## PROBLEM TO WORK ON
Copy the records from the start through the line with "[267,232,272,274]", swapping each "temple" for "shrine" and changing nothing else. Leave the pictures out.

>> start PROVIDED DATA

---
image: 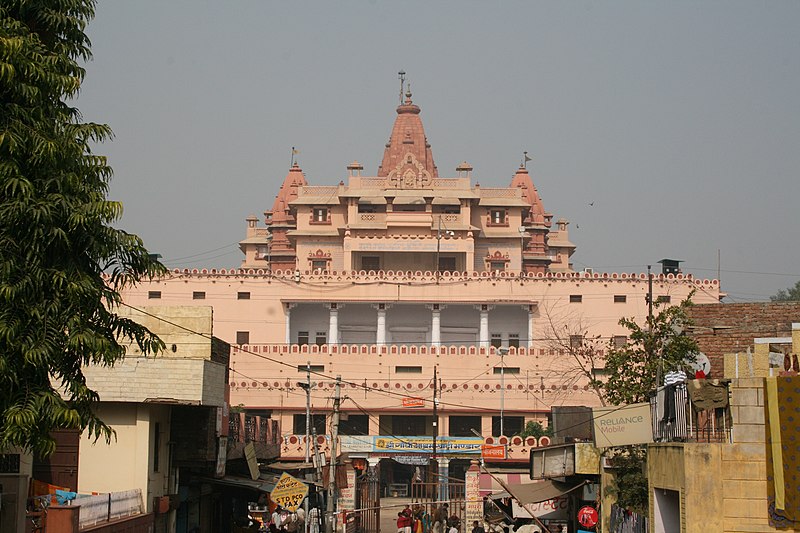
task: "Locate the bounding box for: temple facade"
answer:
[119,90,720,486]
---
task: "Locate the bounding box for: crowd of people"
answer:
[397,503,466,533]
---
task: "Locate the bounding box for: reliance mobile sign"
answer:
[592,403,653,448]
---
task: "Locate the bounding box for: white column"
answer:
[478,305,489,348]
[431,305,442,348]
[285,304,297,344]
[328,303,339,346]
[375,304,386,347]
[528,305,536,349]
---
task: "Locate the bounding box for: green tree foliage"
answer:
[769,281,800,302]
[0,0,163,455]
[608,446,648,515]
[603,295,698,405]
[519,420,553,439]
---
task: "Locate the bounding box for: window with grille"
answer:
[394,366,422,374]
[297,331,308,346]
[312,207,328,224]
[492,416,525,437]
[489,261,506,272]
[489,209,506,226]
[493,366,519,375]
[339,415,369,435]
[361,255,381,272]
[297,365,325,372]
[491,333,503,348]
[292,414,328,435]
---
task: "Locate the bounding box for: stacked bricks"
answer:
[689,302,800,378]
[720,378,774,531]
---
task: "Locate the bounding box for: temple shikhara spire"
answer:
[240,82,575,273]
[114,83,724,520]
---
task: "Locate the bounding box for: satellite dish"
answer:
[688,352,711,378]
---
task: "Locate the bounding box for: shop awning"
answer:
[492,479,588,505]
[358,196,386,205]
[392,196,425,205]
[431,196,461,205]
[203,476,275,492]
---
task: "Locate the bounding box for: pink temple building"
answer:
[124,88,720,484]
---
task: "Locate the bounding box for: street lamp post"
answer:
[497,347,508,436]
[267,232,272,274]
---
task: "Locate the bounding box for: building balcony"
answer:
[228,412,282,459]
[650,379,733,443]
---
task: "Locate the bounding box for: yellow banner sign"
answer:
[269,472,308,512]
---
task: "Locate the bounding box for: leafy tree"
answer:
[603,295,698,405]
[608,446,648,514]
[544,306,606,405]
[769,281,800,302]
[0,0,164,455]
[602,294,698,513]
[519,420,553,439]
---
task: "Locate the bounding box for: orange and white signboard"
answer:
[403,398,425,408]
[481,444,506,459]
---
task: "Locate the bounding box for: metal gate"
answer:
[411,476,472,533]
[356,467,381,533]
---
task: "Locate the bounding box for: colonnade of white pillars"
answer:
[285,303,536,348]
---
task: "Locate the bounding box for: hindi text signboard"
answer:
[269,472,308,513]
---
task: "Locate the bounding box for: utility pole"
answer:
[430,366,439,501]
[647,265,653,322]
[433,215,442,283]
[497,348,508,436]
[325,376,342,533]
[303,361,316,531]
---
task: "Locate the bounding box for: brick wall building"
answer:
[689,302,800,378]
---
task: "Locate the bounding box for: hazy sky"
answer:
[77,0,800,301]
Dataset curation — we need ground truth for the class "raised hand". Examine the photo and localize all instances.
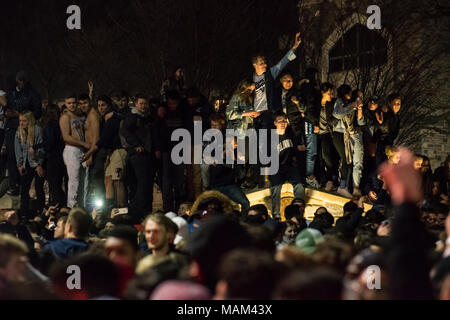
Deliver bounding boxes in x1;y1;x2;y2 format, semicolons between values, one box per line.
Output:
379;147;423;205
292;32;302;50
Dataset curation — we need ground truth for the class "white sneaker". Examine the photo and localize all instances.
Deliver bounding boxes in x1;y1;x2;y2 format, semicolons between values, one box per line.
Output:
337;188;353;198
306;177;321;189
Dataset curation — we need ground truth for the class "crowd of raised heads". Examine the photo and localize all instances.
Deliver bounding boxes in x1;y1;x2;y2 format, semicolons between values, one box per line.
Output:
0;35;450;300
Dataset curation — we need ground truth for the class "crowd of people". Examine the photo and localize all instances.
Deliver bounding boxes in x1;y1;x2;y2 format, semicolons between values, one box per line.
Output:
0;34;450;300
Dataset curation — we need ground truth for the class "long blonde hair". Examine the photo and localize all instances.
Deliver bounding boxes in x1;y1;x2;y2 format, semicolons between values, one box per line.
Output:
19;111;36;146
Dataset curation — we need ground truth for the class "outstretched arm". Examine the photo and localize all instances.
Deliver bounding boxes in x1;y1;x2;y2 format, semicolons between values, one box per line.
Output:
270;32;302;79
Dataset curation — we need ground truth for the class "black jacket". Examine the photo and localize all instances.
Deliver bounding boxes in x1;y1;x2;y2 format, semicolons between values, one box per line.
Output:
274;87;305;145
97;112;125;151
120;109;153;156
6;85;42;129
334;208;363;239
316;99;339;134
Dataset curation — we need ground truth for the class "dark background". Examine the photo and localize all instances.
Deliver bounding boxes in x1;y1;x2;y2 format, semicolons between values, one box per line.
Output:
0;0;299;100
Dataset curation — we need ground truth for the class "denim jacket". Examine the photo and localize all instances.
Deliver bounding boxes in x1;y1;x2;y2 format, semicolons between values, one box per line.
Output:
14;126;45;168
225;94;253;132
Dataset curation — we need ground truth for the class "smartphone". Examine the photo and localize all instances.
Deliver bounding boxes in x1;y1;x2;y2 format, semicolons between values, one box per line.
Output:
116;208;128;216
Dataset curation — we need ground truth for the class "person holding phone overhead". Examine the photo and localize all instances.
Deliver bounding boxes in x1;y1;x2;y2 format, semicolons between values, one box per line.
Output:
15;111;45;217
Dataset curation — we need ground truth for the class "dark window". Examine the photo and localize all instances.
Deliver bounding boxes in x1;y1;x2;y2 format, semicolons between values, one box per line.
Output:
328;24;387;73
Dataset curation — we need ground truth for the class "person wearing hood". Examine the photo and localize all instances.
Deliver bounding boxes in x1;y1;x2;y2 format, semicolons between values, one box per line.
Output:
44;208;92;259
5;71;42;196
120;94;154;220
83;97;128;211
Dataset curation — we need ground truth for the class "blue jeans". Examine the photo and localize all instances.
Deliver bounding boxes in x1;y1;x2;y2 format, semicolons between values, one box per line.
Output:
305;133;317;177
5;128;20;190
269;166;305;217
350;133;364;187
213;184;250;212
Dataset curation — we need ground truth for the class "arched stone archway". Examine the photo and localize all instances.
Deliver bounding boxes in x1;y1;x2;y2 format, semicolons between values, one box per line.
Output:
319;12;393;82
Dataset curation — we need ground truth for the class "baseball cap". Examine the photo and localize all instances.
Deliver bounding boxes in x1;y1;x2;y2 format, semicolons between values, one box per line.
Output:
295;228;325;254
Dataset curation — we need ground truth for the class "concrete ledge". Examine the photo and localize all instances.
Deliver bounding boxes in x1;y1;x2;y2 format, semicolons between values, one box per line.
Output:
246;184;372;220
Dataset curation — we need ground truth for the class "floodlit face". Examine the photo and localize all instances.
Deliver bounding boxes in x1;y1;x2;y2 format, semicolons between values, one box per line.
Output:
322;89;333;102
0;253;28;281
280;74;294;91
390;99;402;114
284;227;298;241
274;117;287;132
117;97;128;109
178;204;189;216
421;160;431;173
53;219;65;239
97;100;108;117
167;99;178;111
292;201;305;209
136;98;148;113
211;120;222;130
414;158;423;170
253;57;267;75
19;115;28;129
392;152;400;164
105;237;136;266
78;100;91;113
145;219;169;250
65;98;77;112
175;68;184;79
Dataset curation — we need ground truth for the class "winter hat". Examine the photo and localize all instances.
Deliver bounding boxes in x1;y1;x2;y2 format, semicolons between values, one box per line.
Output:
166;211;177;220
150;280;211;300
172;217;189;244
295;228;325;254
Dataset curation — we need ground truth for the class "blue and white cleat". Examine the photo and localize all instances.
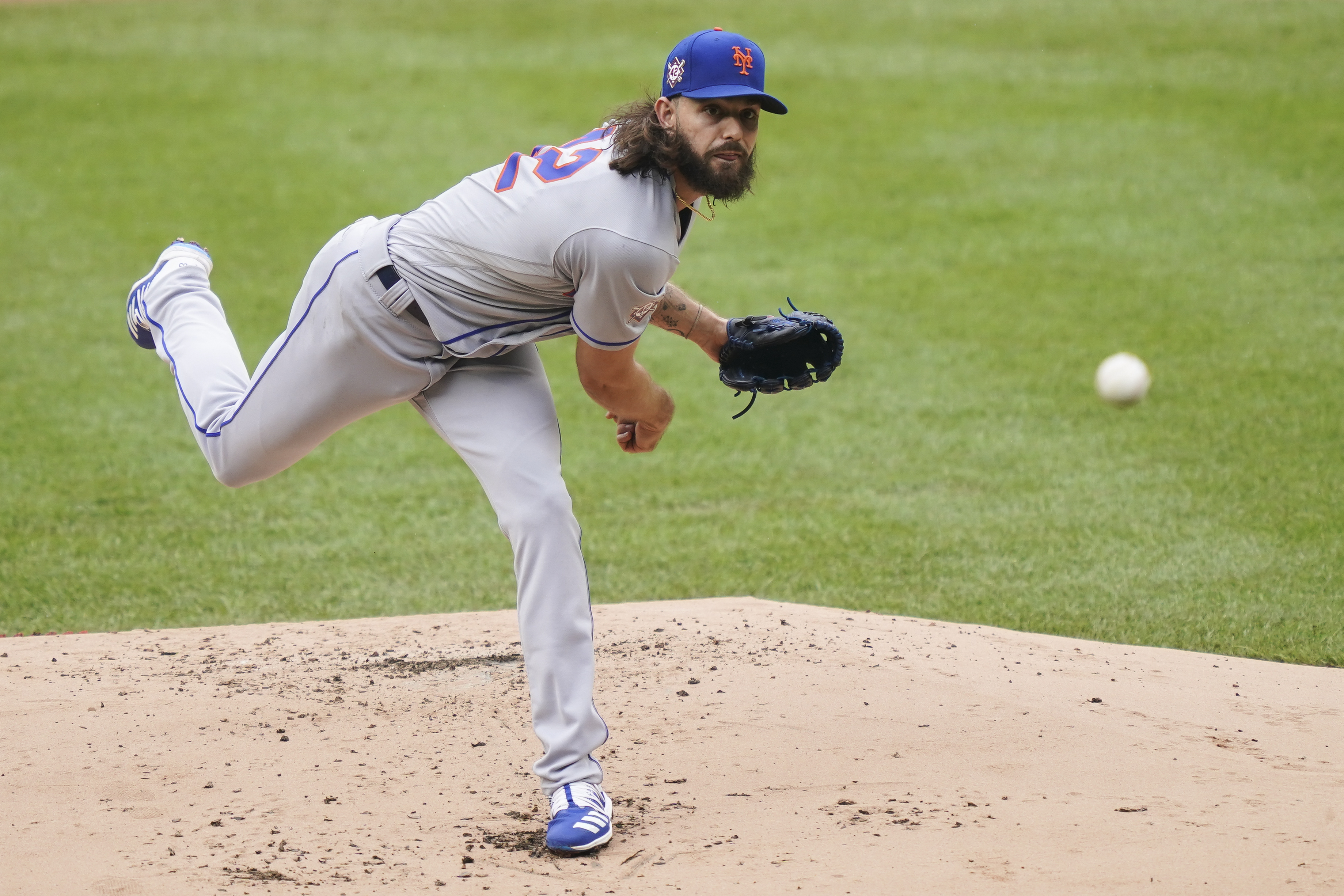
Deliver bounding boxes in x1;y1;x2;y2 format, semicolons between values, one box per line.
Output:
126;236;215;350
546;781;611;853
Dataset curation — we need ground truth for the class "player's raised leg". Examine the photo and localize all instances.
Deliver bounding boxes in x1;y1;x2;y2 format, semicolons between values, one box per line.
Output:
126;218;446;487
415;345;611;852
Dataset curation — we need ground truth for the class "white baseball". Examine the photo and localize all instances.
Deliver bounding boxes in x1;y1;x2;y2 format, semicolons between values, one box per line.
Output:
1097;352;1153;407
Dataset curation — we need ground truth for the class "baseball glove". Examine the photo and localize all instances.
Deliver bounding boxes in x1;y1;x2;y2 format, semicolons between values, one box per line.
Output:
719;301;844;421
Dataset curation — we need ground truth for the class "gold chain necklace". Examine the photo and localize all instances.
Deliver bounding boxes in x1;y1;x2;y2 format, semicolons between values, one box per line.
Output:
672;184;718;220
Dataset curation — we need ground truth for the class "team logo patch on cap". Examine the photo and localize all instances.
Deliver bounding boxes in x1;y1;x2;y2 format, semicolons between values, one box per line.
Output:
626;298;658;326
733;47;751;75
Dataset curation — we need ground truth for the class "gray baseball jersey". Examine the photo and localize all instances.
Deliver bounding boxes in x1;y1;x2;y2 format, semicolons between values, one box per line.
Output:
387;128;690;357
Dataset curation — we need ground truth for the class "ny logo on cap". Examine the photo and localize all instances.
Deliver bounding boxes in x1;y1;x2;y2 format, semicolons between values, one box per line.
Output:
668;56;686;87
733;47;751;75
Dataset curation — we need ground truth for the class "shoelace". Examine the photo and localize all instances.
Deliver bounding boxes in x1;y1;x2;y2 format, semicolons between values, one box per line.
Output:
551;783;606;818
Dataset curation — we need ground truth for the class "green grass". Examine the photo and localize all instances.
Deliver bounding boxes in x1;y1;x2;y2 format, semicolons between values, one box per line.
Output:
0;0;1344;665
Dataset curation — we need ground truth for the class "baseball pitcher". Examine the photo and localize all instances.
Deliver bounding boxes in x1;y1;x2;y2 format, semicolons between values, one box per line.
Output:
126;28;841;853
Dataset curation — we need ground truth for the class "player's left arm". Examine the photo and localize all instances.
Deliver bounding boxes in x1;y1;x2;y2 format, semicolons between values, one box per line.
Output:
650;284;728;364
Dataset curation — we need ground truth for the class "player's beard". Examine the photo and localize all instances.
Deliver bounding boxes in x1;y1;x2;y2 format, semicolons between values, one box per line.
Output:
673;129;755;203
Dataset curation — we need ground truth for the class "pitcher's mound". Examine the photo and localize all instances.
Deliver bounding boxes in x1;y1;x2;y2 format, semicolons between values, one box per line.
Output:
0;598;1344;896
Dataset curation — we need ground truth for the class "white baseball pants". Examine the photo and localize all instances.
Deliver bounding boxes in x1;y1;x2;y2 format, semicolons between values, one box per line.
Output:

>> end PROVIDED DATA

## CORRECT ANSWER
---
image: 
task: "Locate the bounding box for: shrine facade"
answer:
[119,90,720,486]
---
task: "Locate the bounding box for: crowd of people"
answer:
[397,503,466,533]
---
task: "Locate the bounding box for: reliance mobile sign"
answer:
[592,403,653,448]
---
task: "Locate the bounding box for: white column"
answer:
[478,305,489,348]
[431,305,442,348]
[285,304,297,344]
[328,303,339,346]
[375,304,386,347]
[528,305,536,349]
---
task: "Locate the bounding box for: green tree foliage"
answer:
[769,281,800,302]
[0,0,163,455]
[608,446,648,515]
[603,295,698,405]
[519,420,553,439]
---
task: "Locate the bounding box for: window with grille"
answer:
[394,366,422,374]
[297,331,308,346]
[312,207,328,224]
[492,416,525,437]
[489,261,506,272]
[489,209,506,226]
[493,366,519,375]
[339,415,369,435]
[361,255,381,272]
[297,365,325,372]
[491,333,503,348]
[292,414,328,435]
---
task: "Locate the bounding box for: stacked bricks"
answer:
[689,302,800,378]
[720,378,774,531]
---
task: "Locate the bounding box for: shrine shikhara spire"
answer:
[240,82,575,273]
[114,83,724,520]
---
task: "Locate the bounding box for: satellite dish"
answer:
[688,352,711,378]
---
task: "Locate the bounding box for: shop awning"
answer:
[492,479,588,505]
[358,196,386,205]
[392,196,425,205]
[431,196,461,205]
[203,476,275,492]
---
task: "Locate the bounding box for: pink shrine building"
answer:
[124,88,720,484]
---
task: "Locate the bounding box for: street lamp post"
answer:
[497,347,508,436]
[267,232,272,274]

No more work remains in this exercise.